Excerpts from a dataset

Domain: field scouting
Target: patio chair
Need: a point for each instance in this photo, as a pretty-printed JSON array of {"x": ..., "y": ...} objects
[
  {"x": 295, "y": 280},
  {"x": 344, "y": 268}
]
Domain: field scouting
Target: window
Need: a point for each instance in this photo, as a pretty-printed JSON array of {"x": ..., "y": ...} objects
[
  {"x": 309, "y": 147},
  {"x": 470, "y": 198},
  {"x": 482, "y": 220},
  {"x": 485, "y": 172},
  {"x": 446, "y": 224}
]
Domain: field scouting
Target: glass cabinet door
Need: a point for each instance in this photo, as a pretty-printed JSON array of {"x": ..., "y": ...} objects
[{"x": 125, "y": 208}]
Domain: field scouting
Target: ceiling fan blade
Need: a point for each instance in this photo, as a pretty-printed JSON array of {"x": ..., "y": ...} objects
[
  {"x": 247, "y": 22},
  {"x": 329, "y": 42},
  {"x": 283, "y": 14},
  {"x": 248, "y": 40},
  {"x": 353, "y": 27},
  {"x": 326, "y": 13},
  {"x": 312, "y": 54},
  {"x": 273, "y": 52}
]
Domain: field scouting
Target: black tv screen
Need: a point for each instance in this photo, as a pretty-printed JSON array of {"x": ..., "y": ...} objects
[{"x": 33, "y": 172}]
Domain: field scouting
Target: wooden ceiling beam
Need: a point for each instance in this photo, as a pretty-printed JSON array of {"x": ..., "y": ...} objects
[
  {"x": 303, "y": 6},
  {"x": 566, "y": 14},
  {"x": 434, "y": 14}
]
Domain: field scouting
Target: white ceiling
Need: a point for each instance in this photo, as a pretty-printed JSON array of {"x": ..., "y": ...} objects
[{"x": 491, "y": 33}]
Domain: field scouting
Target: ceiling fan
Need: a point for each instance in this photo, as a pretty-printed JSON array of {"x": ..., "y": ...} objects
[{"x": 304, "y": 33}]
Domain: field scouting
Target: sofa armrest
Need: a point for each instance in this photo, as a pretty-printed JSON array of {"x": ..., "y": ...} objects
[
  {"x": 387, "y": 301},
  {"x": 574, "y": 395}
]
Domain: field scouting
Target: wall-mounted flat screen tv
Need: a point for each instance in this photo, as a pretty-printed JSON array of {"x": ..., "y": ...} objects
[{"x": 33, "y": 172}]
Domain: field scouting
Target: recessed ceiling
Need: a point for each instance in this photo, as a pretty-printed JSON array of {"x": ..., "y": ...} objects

TASK DETAILS: The lines of the records that contain the string "ceiling" should be located and copied.

YOUR RESPONSE:
Target: ceiling fan blade
Target: wooden ceiling beam
Target: white ceiling
Target: ceiling fan
Target: recessed ceiling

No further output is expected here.